▸ DIRECTIONS:
Every entry needs to be printed exactly, please.

▸ MATERIAL SUPPLIED:
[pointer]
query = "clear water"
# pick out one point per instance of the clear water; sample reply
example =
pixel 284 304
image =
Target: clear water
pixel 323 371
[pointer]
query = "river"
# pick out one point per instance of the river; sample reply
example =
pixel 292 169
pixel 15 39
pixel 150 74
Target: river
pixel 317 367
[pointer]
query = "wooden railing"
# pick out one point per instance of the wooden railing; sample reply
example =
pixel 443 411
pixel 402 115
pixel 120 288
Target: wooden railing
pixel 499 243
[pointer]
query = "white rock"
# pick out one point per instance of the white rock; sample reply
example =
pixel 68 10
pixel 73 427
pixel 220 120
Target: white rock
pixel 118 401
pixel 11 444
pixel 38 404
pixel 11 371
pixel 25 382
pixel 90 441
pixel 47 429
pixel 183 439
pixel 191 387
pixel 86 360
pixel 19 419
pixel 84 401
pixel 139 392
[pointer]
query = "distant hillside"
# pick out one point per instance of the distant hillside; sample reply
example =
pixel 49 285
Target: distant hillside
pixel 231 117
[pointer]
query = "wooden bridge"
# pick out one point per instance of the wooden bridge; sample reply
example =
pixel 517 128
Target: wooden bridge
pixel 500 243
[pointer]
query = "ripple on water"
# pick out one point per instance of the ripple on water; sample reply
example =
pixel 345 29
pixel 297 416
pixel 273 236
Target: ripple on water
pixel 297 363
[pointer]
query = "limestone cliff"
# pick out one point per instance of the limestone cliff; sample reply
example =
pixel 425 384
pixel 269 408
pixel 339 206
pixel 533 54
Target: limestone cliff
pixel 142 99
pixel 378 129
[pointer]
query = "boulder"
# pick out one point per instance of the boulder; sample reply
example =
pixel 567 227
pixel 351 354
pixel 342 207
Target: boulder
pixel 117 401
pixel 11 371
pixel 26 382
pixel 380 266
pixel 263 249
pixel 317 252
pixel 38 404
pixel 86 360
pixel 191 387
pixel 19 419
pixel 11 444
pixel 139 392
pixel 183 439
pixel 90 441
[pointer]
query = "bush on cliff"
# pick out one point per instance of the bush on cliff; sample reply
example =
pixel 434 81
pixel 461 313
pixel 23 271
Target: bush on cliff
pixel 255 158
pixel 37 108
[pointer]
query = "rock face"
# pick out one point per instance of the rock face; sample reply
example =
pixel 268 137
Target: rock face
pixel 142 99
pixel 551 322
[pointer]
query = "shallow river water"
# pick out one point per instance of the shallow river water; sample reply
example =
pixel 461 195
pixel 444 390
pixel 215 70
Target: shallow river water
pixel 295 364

▸ WRITTEN ANSWER:
[pointer]
query = "clear water"
# pick out one point per instance of the clear water; sample reply
example =
pixel 284 304
image =
Target: clear water
pixel 323 371
[pointer]
query = "river"
# pick out one point per instance of the river; sample reply
example =
pixel 292 169
pixel 15 39
pixel 150 74
Target: river
pixel 317 367
[pointer]
query = "wooden railing"
# pick out one point per instance of the wooden railing; sample reply
example =
pixel 443 411
pixel 402 115
pixel 120 288
Target: wooden railing
pixel 499 243
[pointer]
query = "white rock"
# pick out one point per instance of the white rock; sample reply
example =
pixel 68 10
pixel 73 427
pixel 220 120
Target: white rock
pixel 118 401
pixel 11 444
pixel 38 404
pixel 11 371
pixel 25 382
pixel 90 441
pixel 47 429
pixel 183 439
pixel 191 387
pixel 86 360
pixel 19 419
pixel 84 401
pixel 139 392
[pointer]
query = "distant hillside"
# pick out one point per instance of the distant hillside; sample reply
example =
pixel 49 285
Target: distant hillside
pixel 231 117
[pointer]
query = "wooden bridge"
# pick out one point per instance of the wooden bridge; sample reply
example =
pixel 517 128
Target: wooden bridge
pixel 500 243
[pointer]
query = "ripple on water"
# pick out one point per instance of the ripple on water; sample reply
example =
pixel 345 29
pixel 297 416
pixel 273 236
Target: ripple on water
pixel 297 363
[pointer]
query = "limestone cliff"
# pick out one point per instance of the limestone cliff; sample reply
example =
pixel 425 384
pixel 269 408
pixel 339 206
pixel 533 54
Target: limestone cliff
pixel 142 99
pixel 378 129
[pointer]
query = "boulder"
# pick out one point per instance of the boulder; sample reply
example =
pixel 567 227
pixel 351 354
pixel 342 207
Target: boulder
pixel 117 401
pixel 11 371
pixel 26 382
pixel 380 266
pixel 263 249
pixel 317 252
pixel 38 404
pixel 86 360
pixel 191 387
pixel 19 419
pixel 11 444
pixel 139 392
pixel 183 439
pixel 90 441
[pointer]
query = "bush on cliff"
# pick out one point per instance of the bush on cliff; sample reply
example =
pixel 434 81
pixel 461 313
pixel 23 271
Target: bush on cliff
pixel 255 158
pixel 37 108
[pointer]
query = "rock face"
# pick out one point per instance of the rock face; sample reply
example =
pixel 268 137
Target: rock face
pixel 142 99
pixel 551 322
[pointer]
query = "shallow river water"
# pick out one point per instance of the shallow river water; sample reply
example =
pixel 461 195
pixel 444 390
pixel 215 70
Target: shallow river water
pixel 295 364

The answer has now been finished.